# Directions for this task:
Copy every line of the material below word for word, leaving out the pictures.

# Task inputs:
________________________________________

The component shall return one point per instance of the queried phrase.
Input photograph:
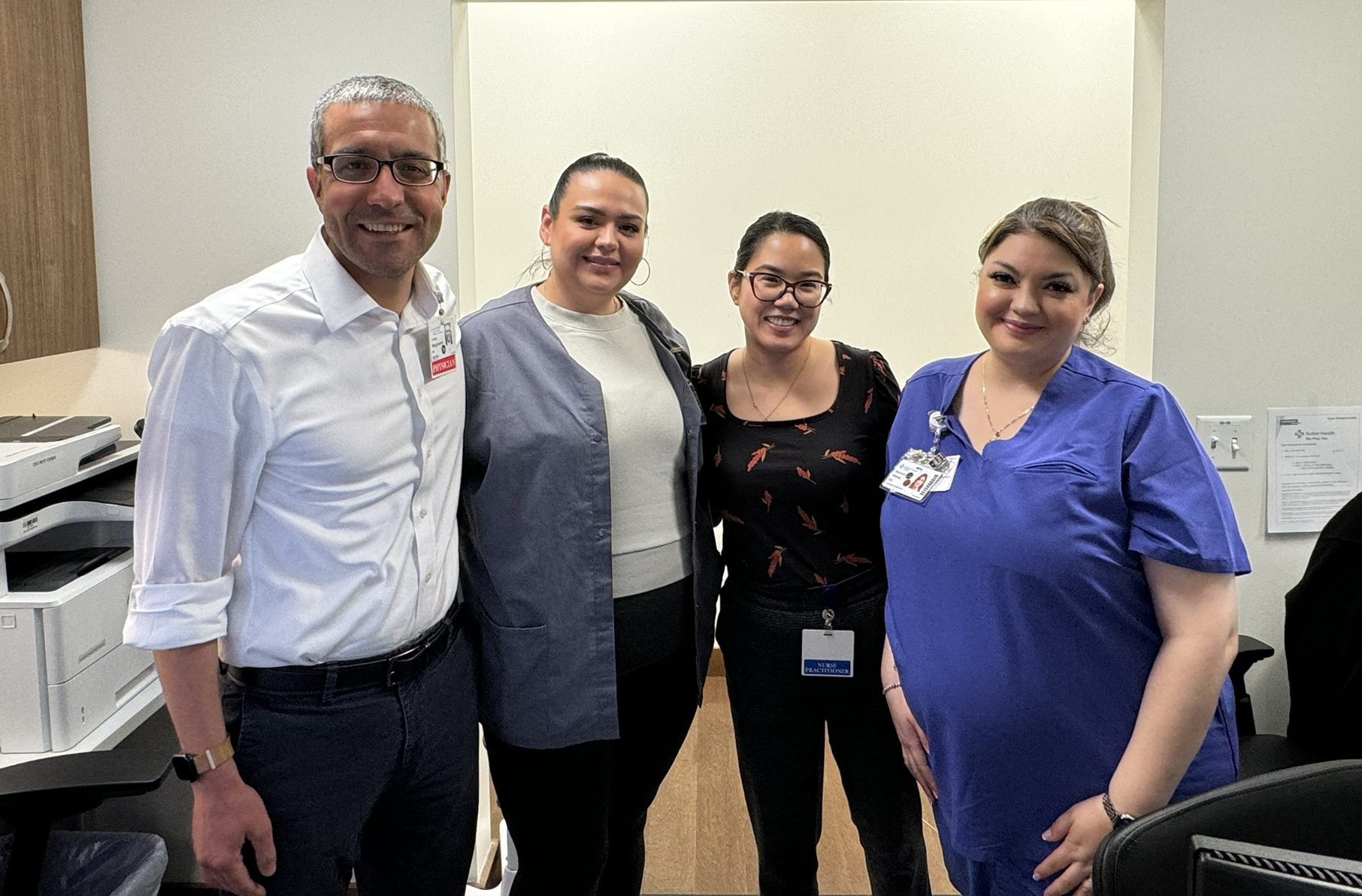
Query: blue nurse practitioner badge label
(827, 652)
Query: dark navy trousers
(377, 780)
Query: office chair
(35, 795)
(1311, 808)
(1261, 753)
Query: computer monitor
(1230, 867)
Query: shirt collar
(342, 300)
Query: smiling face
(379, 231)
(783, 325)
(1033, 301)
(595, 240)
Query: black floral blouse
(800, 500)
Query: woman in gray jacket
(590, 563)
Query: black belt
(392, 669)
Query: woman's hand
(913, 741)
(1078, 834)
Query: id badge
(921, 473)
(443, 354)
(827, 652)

________________________________________

# Exercise answer:
The component shall return one point per instance of the queried phrase.
Input photograph:
Query: blue nurse practitioner badge label
(827, 652)
Query: dark navy trousers
(377, 780)
Query: office chair
(35, 795)
(1311, 808)
(1261, 753)
Query: computer monitor
(1230, 867)
Query: shirt collar
(342, 300)
Query: smiling face
(379, 231)
(783, 325)
(1033, 301)
(595, 240)
Query: black floral blouse
(800, 500)
Query: woman in gray jacket
(590, 563)
Query: black belt
(392, 669)
Query: woman's hand
(913, 741)
(1078, 834)
Query: id badge
(921, 473)
(443, 354)
(827, 652)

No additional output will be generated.